[Opening GIVEN DATA section]

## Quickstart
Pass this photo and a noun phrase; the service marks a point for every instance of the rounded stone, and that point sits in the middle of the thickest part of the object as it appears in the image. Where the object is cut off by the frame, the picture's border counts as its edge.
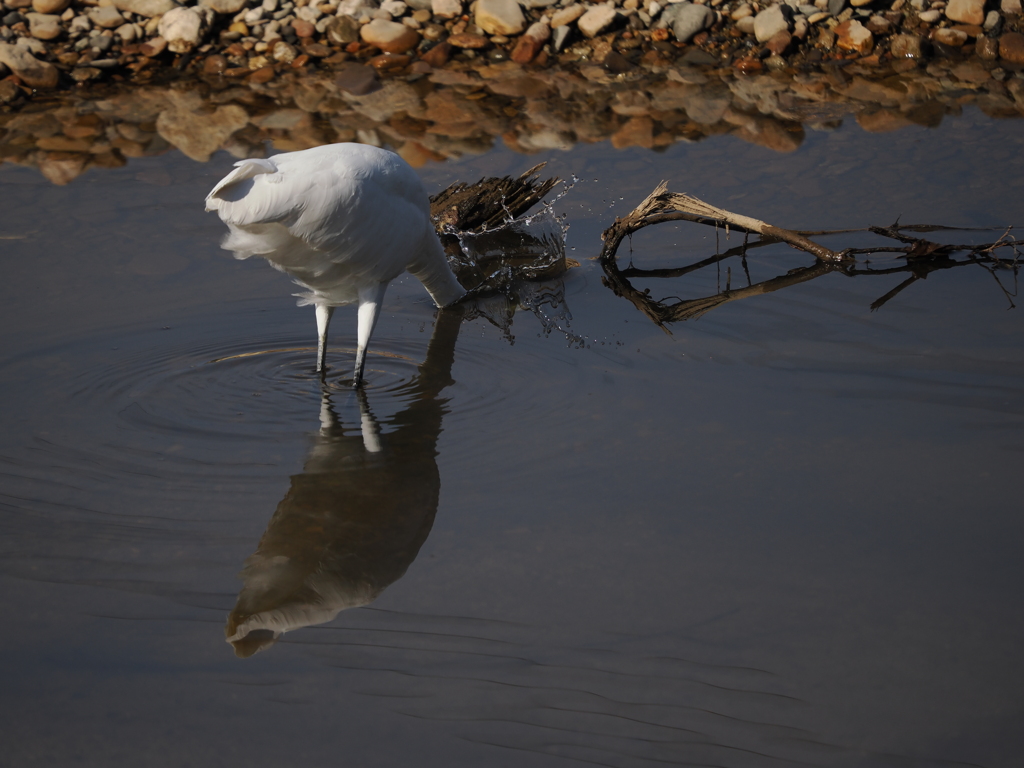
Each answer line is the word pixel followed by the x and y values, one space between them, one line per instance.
pixel 223 6
pixel 44 26
pixel 769 23
pixel 50 6
pixel 1012 47
pixel 182 29
pixel 500 16
pixel 967 11
pixel 390 37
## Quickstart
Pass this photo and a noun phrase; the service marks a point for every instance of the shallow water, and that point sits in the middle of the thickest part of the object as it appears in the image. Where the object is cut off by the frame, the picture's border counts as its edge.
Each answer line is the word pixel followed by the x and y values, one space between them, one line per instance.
pixel 790 531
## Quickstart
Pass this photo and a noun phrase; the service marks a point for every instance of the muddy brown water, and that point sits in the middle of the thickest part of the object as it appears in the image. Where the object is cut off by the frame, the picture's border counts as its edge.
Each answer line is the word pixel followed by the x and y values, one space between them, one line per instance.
pixel 790 532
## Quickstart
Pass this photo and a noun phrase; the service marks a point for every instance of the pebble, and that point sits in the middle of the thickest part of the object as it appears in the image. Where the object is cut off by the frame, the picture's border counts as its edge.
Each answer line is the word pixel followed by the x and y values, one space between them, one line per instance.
pixel 445 8
pixel 967 11
pixel 182 29
pixel 105 16
pixel 223 6
pixel 500 16
pixel 951 37
pixel 44 26
pixel 1011 47
pixel 32 72
pixel 905 46
pixel 686 19
pixel 853 36
pixel 769 23
pixel 49 6
pixel 390 37
pixel 598 18
pixel 566 15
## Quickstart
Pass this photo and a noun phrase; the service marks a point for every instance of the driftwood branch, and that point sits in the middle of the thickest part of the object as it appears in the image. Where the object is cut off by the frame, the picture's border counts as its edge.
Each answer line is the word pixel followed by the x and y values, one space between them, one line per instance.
pixel 922 257
pixel 662 206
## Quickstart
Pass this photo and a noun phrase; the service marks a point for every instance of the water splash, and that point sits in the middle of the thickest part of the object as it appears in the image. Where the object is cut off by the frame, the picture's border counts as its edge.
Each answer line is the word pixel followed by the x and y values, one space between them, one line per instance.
pixel 518 264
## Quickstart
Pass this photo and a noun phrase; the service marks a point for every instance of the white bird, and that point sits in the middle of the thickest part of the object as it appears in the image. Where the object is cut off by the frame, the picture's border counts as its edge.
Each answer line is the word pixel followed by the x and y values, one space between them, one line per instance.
pixel 343 220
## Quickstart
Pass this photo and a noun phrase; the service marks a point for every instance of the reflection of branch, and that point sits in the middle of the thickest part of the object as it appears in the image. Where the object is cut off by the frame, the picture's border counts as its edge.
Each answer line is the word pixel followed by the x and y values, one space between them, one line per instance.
pixel 662 205
pixel 923 256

[Closing GIVEN DATA section]

WHAT YOU NEED TO DO: Set down the material above exactly. Skip any picture.

YOUR RESPONSE:
## Quickstart
Pass this photo and a noun phrase; the service marks a point for every instance of the rounded stone, and that point sits in the middle of the thickest part of the object as it appears in the image. Where the object is cut off by the frame, the picture's border counts as its edge.
Each answer line is the word pixel followed by the x and y values, one space between them, one line per instance.
pixel 223 6
pixel 44 26
pixel 769 23
pixel 50 6
pixel 1012 47
pixel 182 29
pixel 500 16
pixel 967 11
pixel 390 37
## Quickstart
Pass this photo and a noun phrase; the service marks a point for every instance of the shallow water, and that point sits in the middle of the thickest part of the object as it appears in the image. Where the object is cut off by the frame, the picture's border counts as its edge.
Each answer line is the word pixel followed by the x and y values, one space between them, one line per instance.
pixel 790 531
## Quickstart
Pass this photo and a noun phrase; the service marks a point for every instance of the muddy brown water, and that point sits in the middle of the thickest part of the object as it appears in the image. Where the object is cut off by the frame, the picture's border counts as its edge.
Each answer line is the word pixel followed by the x and y values, one space between them, one line per instance.
pixel 790 532
## Quickstart
Pass this photo and a noun phrase; the service marks a point for every instance of the pebble, and that point sits in the middle of the thickest part of the object as it appears in the image. Where the object is cut off by the frame, the picture's border counts as its edge.
Each answer line is the word pixel followed by the x and y values, one space between them, one line per instance.
pixel 445 8
pixel 967 11
pixel 182 29
pixel 105 16
pixel 223 6
pixel 500 16
pixel 951 37
pixel 44 26
pixel 1011 47
pixel 32 72
pixel 905 46
pixel 686 19
pixel 853 36
pixel 769 23
pixel 49 6
pixel 390 37
pixel 598 18
pixel 566 15
## Quickstart
Pass this photo and a noun phrase; the service marks a point for every instance of the driftwood branch, and that point sits in the middle of the thickest part of the object as it appears in the image. Where the object is cut off by the frame, the picture's border counts as its edge.
Each answer line is the word pixel followed by the x and y values, one space between them, one line per instance.
pixel 922 257
pixel 662 206
## Quickstart
Pass this photo and a noun phrase; the service marks a point for every instance of the water splash, and that point sits in the middle of the thickest part of the object as it appears in the image. Where the object is cut off by the frame, the picture's border counts as its edge.
Each answer line is the word pixel followed by the x and y values, one space between them, one line per instance.
pixel 518 264
## Quickstart
Pass this photo and a noun phrase; the service marks a point for every instance of the white bird, and that point sits in the middle of the thickest part of the object as it appears in the image. Where the object is cut off by the frame, the picture's border counts as its edge.
Each answer line is the word pixel followed by the x and y values, one space between them, one line per instance.
pixel 343 220
## Quickstart
Pass this photo and a noun phrase; the service marks a point for every instance of the reflection of branch, and that point sits in the middle of the thickest part of the object as it appears in the image. Where the object is cut off by the frame, the picture's border counts as its edge.
Each answer line is the word pixel followed by the x and y values, one space between them, one line per instance.
pixel 662 205
pixel 923 256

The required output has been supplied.